----- LISTED RECORDS -----

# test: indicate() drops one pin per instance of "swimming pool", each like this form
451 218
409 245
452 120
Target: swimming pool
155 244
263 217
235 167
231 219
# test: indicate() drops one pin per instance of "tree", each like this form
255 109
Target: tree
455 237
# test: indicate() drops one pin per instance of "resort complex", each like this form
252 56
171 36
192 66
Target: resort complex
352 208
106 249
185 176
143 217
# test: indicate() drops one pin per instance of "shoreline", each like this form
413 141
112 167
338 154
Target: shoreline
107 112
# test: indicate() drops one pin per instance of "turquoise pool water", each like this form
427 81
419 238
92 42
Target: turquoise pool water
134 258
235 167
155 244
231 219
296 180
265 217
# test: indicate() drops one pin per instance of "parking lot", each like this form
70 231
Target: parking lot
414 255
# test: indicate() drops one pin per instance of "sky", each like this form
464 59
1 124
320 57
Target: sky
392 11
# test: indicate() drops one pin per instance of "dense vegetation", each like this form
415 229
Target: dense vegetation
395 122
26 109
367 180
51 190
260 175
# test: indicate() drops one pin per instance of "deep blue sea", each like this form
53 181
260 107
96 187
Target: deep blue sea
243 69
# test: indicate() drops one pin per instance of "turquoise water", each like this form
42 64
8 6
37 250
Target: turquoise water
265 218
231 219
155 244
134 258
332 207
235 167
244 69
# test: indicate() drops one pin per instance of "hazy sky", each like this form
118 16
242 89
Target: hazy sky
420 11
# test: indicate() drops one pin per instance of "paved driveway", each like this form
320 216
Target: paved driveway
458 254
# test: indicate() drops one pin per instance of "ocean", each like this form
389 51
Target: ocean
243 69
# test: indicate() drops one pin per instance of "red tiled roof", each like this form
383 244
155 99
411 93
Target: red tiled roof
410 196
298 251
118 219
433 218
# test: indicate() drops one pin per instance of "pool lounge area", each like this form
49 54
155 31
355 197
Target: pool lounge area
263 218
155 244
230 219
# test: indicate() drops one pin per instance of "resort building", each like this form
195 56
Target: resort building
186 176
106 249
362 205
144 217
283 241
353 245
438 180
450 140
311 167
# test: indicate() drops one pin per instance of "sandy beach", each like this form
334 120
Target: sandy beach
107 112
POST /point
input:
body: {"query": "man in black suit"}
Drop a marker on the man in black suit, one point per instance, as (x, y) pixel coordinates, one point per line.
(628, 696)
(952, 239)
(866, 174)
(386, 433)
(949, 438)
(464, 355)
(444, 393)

-----

_WHAT THE EXERCISE ASKS:_
Format everything from the line containing "POST /point" down to the end of the entries as a JSON list of strings, one string per line and no blank lines.

_TASK RESPONSE:_
[
  "POST /point",
  "input:",
  "body: {\"query\": \"man in black suit\"}",
  "Drop a marker on the man in black suit, one point per instance, as (x, y) pixel coordinates, one point per line.",
  "(628, 696)",
  "(952, 239)",
  "(866, 174)",
  "(386, 433)",
  "(949, 438)",
  "(464, 355)",
  "(444, 393)"
]